§ TEXTO PROPORCIONADO
══════
Colombia, una violencia política larvada

La violencia sistemática contra activistas sociales podría convertirse en una bomba de tiempo.

Madrid

Salir de un conflicto civil de seis décadas no es tarea fácil. No solo por las divisiones y heridas que deja en la sociedad, sino también porque exige satisfacer una pluralidad de actores y de intereses en pugna.

En Colombia el año pasado fueron asesinados al menos 105 defensores de derechos humanos, y alrededor del doble sufrió amenazas.

Esta violencia se da principalmente en las zonas rurales. Por lo general, las víctimas son reclamantes de tierra, miembros de comunidades que se oponen a las economías ilegales (narcotráfico, minería) o líderes sociales.

Otro dato a tomar en consideración es que, en su gran mayoría, se trata de personas de extracción humilde: campesinos, de comunidades indígenas o afrodescendientes. Es decir, procedentes de capas sociales históricamente marginadas.

Varios factores entran en juego en este hostigamiento. En primer lugar, el retiro de las Fuerzas Armadas Revolucionarias de Colombia (FARC) –convertidas ahora en el partido político Fuerza Alternativa Revolucionaria del Común– ha dejado un vacío de poder que ha dado lugar a la disputa, por el control de sus antiguos territorios, entre narcotraficantes y grupos armados, ya sea pertenecientes al Ejército de Liberación Nacional (ELN), la otra guerrilla de importancia que opera en Colombia, o bien a sectores disidentes de las FARC.

Estas bandas no dudan en eliminar a quienes se oponen a sus tejemanejes.

Por otra parte, durante la guerra civil aproximadamente seis millones de hectáreas les fueron despojadas a campesinos y pequeños propietarios. Parte considerable de estas han pasado a manos de exparamilitares, que a la vez poseen todo un entramado de negocios y no pocos lazos con el mundo empresarial.

Se supone que estos sean los instigadores de una parte significativa de los asesinatos de reclamantes de tierra.

Otra categoría de víctimas la constituyen los líderes sociales que pretenden presentarse en las elecciones locales. Varios de ellos eran antiguos combatientes de las FARC, lo cual indica que las tensiones del conflicto armado siguen vivas.

Estigmatización de las víctimas y corrupción

Sin embargo, no menos cierto es que, como señalara Eduardo Álvarez Vanegas, director de la Fundación Ideas para la Paz (FIP), "el líder social y el defensor de derechos humanos hacen visibles conflictos que afectan directamente intereses de poderes locales que reaccionan contra las agendas que estos intentan movilizar". Con frecuencia, silenciándolos.
══════
§ INSTRUCCIONES DE LA TAREA
Enumera las procedencias que, según el texto sobre la violencia política en Colombia, tiene la gran mayoría de las víctimas de extracción humilde.

§ FILAS
══════
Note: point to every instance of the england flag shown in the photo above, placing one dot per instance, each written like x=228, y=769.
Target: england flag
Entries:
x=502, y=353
══════
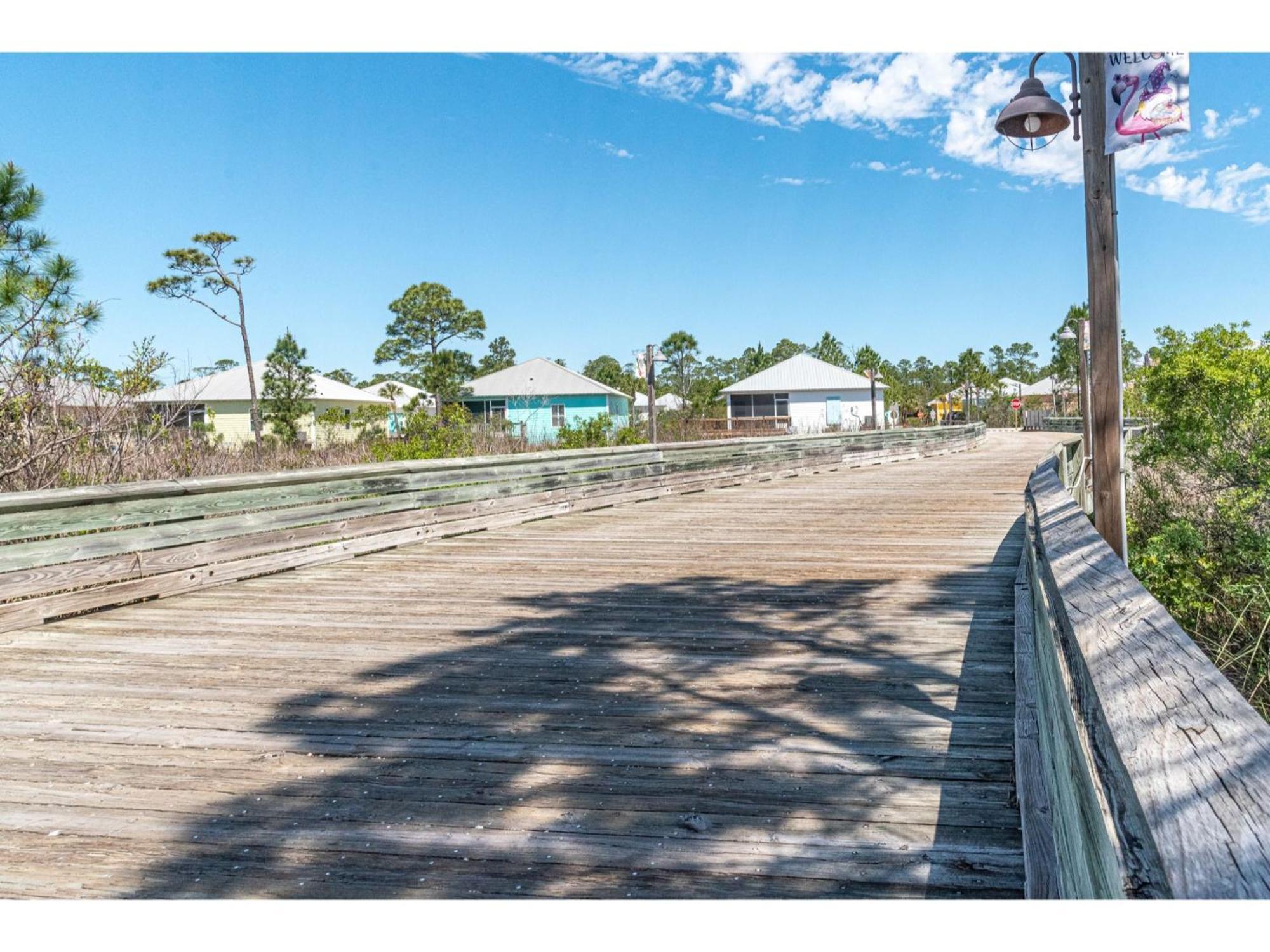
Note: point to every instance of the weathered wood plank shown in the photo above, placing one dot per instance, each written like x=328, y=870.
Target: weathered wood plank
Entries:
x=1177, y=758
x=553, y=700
══════
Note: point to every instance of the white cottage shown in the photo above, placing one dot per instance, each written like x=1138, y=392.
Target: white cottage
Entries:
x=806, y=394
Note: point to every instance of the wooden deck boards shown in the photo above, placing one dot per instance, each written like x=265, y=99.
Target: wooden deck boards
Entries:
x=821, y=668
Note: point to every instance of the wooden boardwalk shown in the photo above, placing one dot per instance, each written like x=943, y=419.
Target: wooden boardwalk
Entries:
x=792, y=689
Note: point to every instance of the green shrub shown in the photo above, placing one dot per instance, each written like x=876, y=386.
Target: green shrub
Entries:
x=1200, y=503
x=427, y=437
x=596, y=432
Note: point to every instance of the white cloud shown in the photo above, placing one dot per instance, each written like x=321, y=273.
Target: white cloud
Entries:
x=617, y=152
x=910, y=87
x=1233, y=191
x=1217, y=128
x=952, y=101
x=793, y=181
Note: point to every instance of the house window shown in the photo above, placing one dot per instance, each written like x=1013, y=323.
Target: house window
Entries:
══════
§ RESULTADO DE LA TAREA
- Campesinos
- Comunidades indígenas
- Afrodescendientes